TASK PROMPT ▸ Report every line of the data below that contains the word "gray". Treat uppercase and lowercase as different.

RAW DATA ▸
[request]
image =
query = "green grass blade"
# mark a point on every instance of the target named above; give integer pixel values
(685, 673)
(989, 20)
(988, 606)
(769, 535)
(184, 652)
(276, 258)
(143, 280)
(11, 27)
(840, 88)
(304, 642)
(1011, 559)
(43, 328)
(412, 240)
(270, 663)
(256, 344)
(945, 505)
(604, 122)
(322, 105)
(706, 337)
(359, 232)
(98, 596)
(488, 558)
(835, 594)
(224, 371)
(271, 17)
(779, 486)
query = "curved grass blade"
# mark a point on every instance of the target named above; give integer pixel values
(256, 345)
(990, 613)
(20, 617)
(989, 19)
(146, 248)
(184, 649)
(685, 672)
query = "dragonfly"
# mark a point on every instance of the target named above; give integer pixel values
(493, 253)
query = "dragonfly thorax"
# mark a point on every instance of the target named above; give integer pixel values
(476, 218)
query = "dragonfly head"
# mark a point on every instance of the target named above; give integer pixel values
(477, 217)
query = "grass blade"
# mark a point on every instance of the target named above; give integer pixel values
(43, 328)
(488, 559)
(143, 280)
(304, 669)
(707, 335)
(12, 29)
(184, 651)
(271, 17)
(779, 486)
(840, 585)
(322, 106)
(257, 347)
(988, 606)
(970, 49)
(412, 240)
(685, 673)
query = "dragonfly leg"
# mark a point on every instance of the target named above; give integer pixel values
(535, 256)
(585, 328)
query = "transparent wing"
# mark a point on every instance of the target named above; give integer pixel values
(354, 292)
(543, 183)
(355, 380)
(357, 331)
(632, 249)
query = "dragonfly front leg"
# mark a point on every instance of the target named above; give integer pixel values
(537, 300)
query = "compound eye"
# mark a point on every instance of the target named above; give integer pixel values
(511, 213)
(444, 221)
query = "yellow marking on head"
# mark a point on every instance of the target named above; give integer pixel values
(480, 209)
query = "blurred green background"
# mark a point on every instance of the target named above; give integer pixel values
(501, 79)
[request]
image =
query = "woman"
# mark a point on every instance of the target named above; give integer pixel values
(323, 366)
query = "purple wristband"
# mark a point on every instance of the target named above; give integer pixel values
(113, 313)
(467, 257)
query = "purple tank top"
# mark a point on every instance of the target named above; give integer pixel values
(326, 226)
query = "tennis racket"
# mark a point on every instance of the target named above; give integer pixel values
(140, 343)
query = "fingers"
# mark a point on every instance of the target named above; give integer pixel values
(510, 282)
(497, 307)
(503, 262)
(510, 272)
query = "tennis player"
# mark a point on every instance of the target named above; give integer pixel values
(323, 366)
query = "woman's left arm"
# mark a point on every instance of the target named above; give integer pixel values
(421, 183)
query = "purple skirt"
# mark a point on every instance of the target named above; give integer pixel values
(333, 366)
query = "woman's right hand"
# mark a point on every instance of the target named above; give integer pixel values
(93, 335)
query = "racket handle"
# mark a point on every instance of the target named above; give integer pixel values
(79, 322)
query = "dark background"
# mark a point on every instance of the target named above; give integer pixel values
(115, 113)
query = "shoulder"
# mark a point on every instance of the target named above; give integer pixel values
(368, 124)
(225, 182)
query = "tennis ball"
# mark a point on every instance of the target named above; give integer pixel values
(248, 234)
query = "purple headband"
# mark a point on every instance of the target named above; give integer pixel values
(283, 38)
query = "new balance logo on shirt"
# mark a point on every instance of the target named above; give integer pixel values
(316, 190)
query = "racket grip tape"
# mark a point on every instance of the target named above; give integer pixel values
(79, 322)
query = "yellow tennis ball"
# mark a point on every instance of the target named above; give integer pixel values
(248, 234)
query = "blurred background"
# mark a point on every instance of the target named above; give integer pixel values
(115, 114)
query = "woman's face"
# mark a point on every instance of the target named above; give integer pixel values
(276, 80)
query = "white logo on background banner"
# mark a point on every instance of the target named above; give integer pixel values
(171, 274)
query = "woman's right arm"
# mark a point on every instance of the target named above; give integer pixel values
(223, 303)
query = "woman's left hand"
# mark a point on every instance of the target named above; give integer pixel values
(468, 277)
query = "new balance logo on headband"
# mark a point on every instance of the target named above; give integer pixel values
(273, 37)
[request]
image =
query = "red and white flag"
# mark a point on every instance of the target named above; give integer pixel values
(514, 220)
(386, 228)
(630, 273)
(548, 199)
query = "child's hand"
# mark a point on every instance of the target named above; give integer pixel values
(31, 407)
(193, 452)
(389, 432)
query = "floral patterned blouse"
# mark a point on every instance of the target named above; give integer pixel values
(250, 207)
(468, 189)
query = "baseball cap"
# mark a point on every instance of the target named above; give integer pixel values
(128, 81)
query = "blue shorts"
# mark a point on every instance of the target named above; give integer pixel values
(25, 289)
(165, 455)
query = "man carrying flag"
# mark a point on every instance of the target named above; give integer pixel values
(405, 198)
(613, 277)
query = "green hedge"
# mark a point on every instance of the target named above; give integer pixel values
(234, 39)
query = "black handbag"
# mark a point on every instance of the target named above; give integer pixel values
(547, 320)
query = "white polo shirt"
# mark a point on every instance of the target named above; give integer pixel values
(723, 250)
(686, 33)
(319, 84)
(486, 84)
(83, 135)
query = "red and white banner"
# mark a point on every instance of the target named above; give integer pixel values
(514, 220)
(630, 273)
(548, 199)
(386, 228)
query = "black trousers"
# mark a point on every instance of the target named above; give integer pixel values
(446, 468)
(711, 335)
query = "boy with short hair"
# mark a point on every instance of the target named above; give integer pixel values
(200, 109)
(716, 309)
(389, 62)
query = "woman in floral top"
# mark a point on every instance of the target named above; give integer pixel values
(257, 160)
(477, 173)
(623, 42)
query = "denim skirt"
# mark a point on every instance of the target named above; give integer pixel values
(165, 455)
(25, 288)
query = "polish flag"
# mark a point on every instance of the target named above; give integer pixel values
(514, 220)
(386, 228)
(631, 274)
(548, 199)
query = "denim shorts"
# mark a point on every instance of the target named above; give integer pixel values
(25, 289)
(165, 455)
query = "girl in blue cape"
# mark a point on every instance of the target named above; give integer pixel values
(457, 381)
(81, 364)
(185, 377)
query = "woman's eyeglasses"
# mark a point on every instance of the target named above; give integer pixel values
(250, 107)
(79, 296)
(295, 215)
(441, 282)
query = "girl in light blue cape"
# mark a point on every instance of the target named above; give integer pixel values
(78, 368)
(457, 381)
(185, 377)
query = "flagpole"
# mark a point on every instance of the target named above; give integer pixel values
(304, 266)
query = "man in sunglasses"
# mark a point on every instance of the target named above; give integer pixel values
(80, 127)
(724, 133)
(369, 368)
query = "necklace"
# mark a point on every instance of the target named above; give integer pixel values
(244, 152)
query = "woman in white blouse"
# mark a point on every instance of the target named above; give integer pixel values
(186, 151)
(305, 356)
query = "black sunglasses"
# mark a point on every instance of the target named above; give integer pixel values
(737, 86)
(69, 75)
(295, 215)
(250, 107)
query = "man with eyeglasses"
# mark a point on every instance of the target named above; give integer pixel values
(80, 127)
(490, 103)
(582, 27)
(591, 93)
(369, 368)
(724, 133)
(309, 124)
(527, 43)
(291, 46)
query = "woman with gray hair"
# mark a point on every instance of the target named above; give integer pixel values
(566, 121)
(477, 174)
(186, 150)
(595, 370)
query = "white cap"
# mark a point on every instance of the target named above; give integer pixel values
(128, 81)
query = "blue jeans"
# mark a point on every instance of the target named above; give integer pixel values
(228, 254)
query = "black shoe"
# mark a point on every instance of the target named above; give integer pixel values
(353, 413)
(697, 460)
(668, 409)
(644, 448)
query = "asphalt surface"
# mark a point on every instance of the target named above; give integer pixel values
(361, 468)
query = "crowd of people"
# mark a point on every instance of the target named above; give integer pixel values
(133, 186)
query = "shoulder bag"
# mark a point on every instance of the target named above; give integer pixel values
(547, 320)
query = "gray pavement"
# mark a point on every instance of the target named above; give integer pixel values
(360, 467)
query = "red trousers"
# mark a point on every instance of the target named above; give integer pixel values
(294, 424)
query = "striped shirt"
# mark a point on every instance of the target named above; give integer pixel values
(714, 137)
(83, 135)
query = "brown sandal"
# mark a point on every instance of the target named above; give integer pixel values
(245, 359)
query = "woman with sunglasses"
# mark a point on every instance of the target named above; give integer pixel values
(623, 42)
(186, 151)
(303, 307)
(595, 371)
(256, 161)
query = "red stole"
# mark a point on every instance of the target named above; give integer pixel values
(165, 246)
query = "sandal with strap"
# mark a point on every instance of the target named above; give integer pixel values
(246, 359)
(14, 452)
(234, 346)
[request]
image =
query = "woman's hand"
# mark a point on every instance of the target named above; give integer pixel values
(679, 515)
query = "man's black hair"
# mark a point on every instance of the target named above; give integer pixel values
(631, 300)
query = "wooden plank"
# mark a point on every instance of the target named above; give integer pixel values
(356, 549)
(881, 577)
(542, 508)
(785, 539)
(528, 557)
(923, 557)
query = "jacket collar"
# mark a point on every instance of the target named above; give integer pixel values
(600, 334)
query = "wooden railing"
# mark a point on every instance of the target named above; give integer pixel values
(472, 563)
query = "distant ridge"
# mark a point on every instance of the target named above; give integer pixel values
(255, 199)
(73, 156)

WRITTEN RESPONSE ▸
query = "woman with gray hair"
query = "gray pavement"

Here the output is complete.